*** 文本摘录 ***

Time Limit: 2000/1000 MS (Java/Others)    Memory Limit: 32768/32768 K (Java/Others)
Total Submission(s): 61757    Accepted Submission(s): 25729

Problem Description

Many years ago , in Teddy’s hometown there was a man who was called “Bone Collector”. This man like to collect varies of bones , such as dog’s , cow’s , also he went to the grave …
The bone collector had a big bag with a volume of V ,and along his trip of collecting there are a lot of bones , obviously , different bone has different value and different volume, now given the each bone’s value along his trip , can you calculate out the maximum of the total value the bone collector can get ?

 

Input

The first line contain a integer T , the number of cases.
Followed by T cases , each case three lines , the first line contain two integer N , V, (N <= 1000 , V <= 1000 )representing the number of bones and the volume of his bag. And the second line contain N integers representing the value of each bone. The third line contain N integers representing the volume of each bone.

 

Output

One integer per line representing the maximum of the total value (this number will be less than 2 ³¹).

 

Sample Input

  

   1
5 10
1 2 3 4 5
5 4 3 2 1
  

 

Sample Output

  

   14
  

就是用动态规划，推荐一个讲的不错的 博客，看懂他在表达什么意思了，然后自己推一遍，然后这个题迎刃而解。下面是我的代码！

#include<stdio.h>
#include<string.h>
#include<algorithm>
using namespace std;
int a[1005];
int b[1005];
int dp[1005][1005];
int main()
{
    int T;
    scanf("%d",&T);
    while(T--)
    {
        memset(a,0,sizeof(a));
        memset(b,0,sizeof(b));
        memset(dp,0,sizeof(dp));
        int i,n,v,j;
        scanf("%d%d",&n,&v);
        for(i=1; i<=n; i++)
            scanf("%d",&a[i]);
        for(i=1; i<=n; i++)

*** 原始数据 ***

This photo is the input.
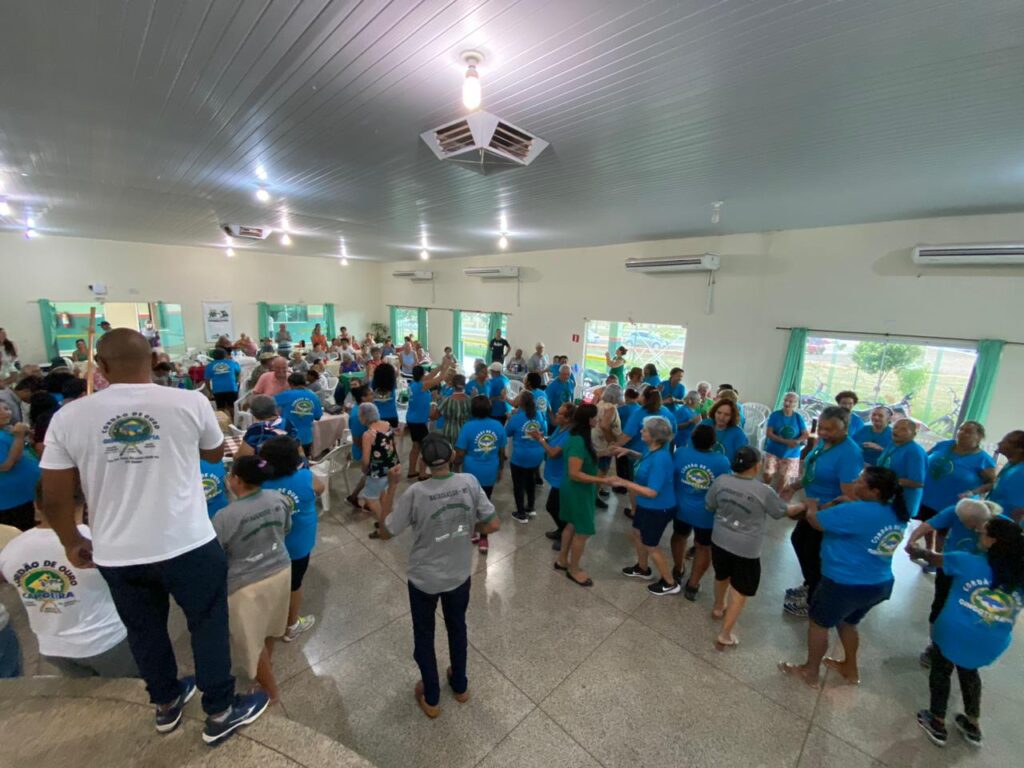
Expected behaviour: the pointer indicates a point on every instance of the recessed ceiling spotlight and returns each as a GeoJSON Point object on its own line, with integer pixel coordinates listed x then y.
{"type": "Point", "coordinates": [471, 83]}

***
*** 原始数据 ***

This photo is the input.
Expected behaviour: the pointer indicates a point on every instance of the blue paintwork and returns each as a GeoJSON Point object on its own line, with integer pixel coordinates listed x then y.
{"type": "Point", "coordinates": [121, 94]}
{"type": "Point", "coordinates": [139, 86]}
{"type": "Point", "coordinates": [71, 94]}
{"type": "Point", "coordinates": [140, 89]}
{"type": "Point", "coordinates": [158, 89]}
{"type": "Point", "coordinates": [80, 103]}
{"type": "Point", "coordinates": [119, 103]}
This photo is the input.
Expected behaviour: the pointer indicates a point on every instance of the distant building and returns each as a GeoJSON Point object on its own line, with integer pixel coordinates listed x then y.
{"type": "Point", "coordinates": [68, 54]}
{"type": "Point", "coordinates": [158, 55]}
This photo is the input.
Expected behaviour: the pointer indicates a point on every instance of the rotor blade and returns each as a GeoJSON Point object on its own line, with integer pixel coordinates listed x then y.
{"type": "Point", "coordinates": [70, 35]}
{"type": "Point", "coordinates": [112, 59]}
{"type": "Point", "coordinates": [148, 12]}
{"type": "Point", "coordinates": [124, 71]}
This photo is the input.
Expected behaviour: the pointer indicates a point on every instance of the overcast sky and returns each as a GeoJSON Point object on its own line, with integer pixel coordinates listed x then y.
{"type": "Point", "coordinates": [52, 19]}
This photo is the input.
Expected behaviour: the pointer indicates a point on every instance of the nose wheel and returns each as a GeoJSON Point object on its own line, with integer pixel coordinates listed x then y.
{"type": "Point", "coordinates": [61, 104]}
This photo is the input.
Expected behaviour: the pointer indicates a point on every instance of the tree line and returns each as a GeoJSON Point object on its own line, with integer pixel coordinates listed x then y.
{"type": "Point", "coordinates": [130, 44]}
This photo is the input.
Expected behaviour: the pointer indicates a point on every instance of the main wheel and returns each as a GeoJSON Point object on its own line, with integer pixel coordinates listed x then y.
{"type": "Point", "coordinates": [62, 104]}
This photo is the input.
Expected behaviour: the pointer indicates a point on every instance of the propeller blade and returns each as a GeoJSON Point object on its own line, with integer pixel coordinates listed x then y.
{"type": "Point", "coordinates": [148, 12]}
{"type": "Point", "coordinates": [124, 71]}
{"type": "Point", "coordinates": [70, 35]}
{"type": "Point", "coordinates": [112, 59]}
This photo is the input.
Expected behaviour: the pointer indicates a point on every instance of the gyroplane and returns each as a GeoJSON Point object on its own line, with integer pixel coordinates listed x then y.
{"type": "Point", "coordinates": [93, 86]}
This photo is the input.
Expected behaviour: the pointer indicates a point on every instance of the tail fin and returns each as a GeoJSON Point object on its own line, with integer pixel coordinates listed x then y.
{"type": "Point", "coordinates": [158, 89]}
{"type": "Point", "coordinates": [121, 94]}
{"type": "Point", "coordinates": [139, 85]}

***

任务说明.
• a. 把关于“Bone Collector”题目的这段摘录从头到尾完整复述一遍，不做任何改动。
• b. 找出条目中所有包含字符串“blade”的行，逐行摘录出来，大小写需完全一致。
上面的文本和条目是两份互不相关的材料。

任务解答.
• a.
Time Limit: 2000/1000 MS (Java/Others)    Memory Limit: 32768/32768 K (Java/Others)
Total Submission(s): 61757    Accepted Submission(s): 25729

Problem Description

Many years ago , in Teddy’s hometown there was a man who was called “Bone Collector”. This man like to collect varies of bones , such as dog’s , cow’s , also he went to the grave …
The bone collector had a big bag with a volume of V ,and along his trip of collecting there are a lot of bones , obviously , different bone has different value and different volume, now given the each bone’s value along his trip , can you calculate out the maximum of the total value the bone collector can get ?

 

Input

The first line contain a integer T , the number of cases.
Followed by T cases , each case three lines , the first line contain two integer N , V, (N <= 1000 , V <= 1000 )representing the number of bones and the volume of his bag. And the second line contain N integers representing the value of each bone. The third line contain N integers representing the volume of each bone.

 

Output

One integer per line representing the maximum of the total value (this number will be less than 2 ³¹).

 

Sample Input

  

   1
5 10
1 2 3 4 5
5 4 3 2 1
  

 

Sample Output

  

   14
  

就是用动态规划，推荐一个讲的不错的 博客，看懂他在表达什么意思了，然后自己推一遍，然后这个题迎刃而解。下面是我的代码！

#include<stdio.h>
#include<string.h>
#include<algorithm>
using namespace std;
int a[1005];
int b[1005];
int dp[1005][1005];
int main()
{
    int T;
    scanf("%d",&T);
    while(T--)
    {
        memset(a,0,sizeof(a));
        memset(b,0,sizeof(b));
        memset(dp,0,sizeof(dp));
        int i,n,v,j;
        scanf("%d%d",&n,&v);
        for(i=1; i<=n; i++)
            scanf("%d",&a[i]);
        for(i=1; i<=n; i++)

• b.
Expected behaviour: the pointer indicates a point on every instance of the rotor blade and returns each as a GeoJSON Point object on its own line, with integer pixel coordinates listed x then y.
Expected behaviour: the pointer indicates a point on every instance of the propeller blade and returns each as a GeoJSON Point object on its own line, with integer pixel coordinates listed x then y.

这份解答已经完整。